* [PASSAGE PROVIDED]:
******

Anger Management
Eater X's door opened slowly and the stench of an unshowered body that had spent 2 days in a poorly ventilated car slipped out. Eater X looked like shit: deeply set wrinkles and stains on his t-shirt and shorts; baggy, bloodshot eyes; and greasy, matted, hat-head hairs that couldn't seem to agree upon a direction.
"Damn, man! What happened to you?" I asked, a bit taken aback by his appearance.
"I just got back from Myrtle Beach a few minutes ago. Drove all through the night with Bob in a rented Chevy Malibu. I haven't slept more than a few hours since Thursday. I wouldn't call this one of my better days."
"Good trip?" I asked.
"So-so," he said. "Now what are you talking about? What is this letter?"
I walked over to his computer, cued up the world's greatest competitive eating website, beautifulbrian.com, and clicked on a picture of Larry "The Legend" McNeil, the IFOCE's 19th-ranked eater. A page bearing the headline, "THE LEGEND SMELLS A RAT!" popped up, and underneath it appeared the text of an email that Larry had apparently sent to Beautiful Brian.
"Read it." I said.
Eater X sat down and began to read.
It was a short, cuss-filled tirade slamming Eater X, his friend and fellow eater Bob Shoudt, and the IFOCE for a host of alleged moral and ethical breaches. It was angry and threatening and, well, here, you can read it right here. I'll just copy it for you.

******

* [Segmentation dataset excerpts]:

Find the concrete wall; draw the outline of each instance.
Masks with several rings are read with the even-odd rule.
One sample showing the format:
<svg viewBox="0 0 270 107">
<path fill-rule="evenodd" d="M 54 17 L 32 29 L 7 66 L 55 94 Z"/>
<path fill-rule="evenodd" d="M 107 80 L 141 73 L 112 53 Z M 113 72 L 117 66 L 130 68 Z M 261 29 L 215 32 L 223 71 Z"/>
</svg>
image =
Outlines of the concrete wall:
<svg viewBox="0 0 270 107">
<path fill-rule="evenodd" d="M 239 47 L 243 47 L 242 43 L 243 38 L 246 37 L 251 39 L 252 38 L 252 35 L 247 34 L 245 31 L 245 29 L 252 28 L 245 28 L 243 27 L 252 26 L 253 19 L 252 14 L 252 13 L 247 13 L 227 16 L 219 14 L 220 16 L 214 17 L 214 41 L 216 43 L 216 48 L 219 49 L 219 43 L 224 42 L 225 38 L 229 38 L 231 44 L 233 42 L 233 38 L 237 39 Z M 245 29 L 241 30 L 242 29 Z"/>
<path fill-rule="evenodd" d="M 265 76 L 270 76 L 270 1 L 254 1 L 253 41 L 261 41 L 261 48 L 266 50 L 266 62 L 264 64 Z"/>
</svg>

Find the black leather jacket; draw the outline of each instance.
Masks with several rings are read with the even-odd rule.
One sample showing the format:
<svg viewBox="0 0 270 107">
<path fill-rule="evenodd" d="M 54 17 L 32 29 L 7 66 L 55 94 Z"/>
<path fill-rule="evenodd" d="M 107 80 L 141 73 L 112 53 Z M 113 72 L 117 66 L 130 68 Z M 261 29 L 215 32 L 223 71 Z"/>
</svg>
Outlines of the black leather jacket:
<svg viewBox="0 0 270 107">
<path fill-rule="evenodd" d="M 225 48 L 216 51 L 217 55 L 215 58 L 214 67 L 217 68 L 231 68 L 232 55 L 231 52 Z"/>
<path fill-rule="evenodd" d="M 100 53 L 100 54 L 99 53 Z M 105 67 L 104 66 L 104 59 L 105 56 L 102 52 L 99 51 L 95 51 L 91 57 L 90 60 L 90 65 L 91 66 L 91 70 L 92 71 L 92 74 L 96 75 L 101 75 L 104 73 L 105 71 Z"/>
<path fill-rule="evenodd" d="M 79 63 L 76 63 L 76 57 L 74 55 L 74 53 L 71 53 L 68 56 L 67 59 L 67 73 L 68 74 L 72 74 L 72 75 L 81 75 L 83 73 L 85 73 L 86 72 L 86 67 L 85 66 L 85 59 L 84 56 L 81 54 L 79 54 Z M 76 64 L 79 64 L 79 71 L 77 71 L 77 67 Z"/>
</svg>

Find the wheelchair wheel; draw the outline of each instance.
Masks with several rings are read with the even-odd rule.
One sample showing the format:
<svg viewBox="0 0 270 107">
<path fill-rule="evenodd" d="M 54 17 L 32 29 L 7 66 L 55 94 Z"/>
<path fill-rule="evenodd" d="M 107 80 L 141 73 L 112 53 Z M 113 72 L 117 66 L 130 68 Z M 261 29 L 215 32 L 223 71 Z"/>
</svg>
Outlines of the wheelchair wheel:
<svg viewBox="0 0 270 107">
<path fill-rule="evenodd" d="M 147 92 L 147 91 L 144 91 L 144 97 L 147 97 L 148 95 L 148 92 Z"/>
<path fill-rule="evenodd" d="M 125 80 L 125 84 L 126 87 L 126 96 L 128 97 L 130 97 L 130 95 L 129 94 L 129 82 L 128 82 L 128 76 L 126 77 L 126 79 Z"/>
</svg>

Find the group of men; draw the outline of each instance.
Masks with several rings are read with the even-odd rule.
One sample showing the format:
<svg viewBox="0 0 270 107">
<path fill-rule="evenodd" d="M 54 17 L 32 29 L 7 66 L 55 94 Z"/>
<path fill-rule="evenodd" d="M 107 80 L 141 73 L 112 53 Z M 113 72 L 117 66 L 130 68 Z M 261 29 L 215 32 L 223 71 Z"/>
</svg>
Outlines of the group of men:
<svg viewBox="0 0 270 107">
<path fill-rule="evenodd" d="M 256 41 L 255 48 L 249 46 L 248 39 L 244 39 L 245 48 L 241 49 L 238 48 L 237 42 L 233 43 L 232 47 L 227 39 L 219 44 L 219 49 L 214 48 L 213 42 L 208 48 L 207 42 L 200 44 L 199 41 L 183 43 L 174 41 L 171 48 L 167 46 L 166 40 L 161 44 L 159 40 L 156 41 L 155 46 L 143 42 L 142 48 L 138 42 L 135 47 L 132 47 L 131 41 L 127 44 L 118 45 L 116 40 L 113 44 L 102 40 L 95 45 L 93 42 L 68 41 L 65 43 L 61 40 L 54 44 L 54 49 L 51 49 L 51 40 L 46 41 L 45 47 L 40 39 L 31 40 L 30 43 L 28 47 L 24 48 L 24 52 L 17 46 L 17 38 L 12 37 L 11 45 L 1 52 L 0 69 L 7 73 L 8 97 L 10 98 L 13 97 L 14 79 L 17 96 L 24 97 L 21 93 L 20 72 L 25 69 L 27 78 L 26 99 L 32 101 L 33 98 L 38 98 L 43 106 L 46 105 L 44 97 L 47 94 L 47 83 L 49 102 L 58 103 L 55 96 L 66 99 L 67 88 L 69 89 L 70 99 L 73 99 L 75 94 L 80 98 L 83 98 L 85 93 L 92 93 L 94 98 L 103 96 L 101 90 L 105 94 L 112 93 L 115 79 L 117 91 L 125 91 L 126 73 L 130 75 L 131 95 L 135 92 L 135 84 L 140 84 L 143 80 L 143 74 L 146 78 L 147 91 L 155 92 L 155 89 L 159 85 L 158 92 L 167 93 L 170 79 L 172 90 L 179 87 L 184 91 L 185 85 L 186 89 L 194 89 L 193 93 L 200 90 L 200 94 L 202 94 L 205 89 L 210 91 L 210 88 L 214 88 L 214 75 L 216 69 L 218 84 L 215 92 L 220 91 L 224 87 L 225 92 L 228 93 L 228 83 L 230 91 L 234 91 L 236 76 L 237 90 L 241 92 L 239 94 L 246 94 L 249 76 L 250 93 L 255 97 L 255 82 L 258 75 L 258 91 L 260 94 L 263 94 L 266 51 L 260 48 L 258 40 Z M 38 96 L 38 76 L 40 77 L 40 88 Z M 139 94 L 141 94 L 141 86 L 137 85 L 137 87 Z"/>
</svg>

******

* [REQUESTS]:
(a) Echo the part of the anger management passage that starts with "Eater X sat" and goes on through "it for you.", word for word.
(b) From the records, duplicate only the lines that start with the line containing "Find the black" and go on through the line containing "100 53 L 100", both included.

* [ANSWERS FOR THIS EXERCISE]:
(a)
Eater X sat down and began to read.
It was a short, cuss-filled tirade slamming Eater X, his friend and fellow eater Bob Shoudt, and the IFOCE for a host of alleged moral and ethical breaches. It was angry and threatening and, well, here, you can read it right here. I'll just copy it for you.

(b)
Find the black leather jacket; draw the outline of each instance.
Masks with several rings are read with the even-odd rule.
One sample showing the format:
<svg viewBox="0 0 270 107">
<path fill-rule="evenodd" d="M 54 17 L 32 29 L 7 66 L 55 94 Z"/>
<path fill-rule="evenodd" d="M 107 80 L 141 73 L 112 53 Z M 113 72 L 117 66 L 130 68 Z M 261 29 L 215 32 L 223 71 Z"/>
</svg>
Outlines of the black leather jacket:
<svg viewBox="0 0 270 107">
<path fill-rule="evenodd" d="M 225 48 L 216 51 L 217 55 L 215 58 L 214 67 L 217 68 L 231 68 L 232 55 L 231 52 Z"/>
<path fill-rule="evenodd" d="M 100 53 L 100 54 L 99 53 Z M 105 67 L 104 66 L 104 59 L 105 56 L 102 52 L 99 51 L 95 51 L 91 57 L 90 60 L 90 65 L 91 66 L 91 70 L 92 71 L 92 74 L 96 75 L 101 75 L 104 73 L 105 71 Z"/>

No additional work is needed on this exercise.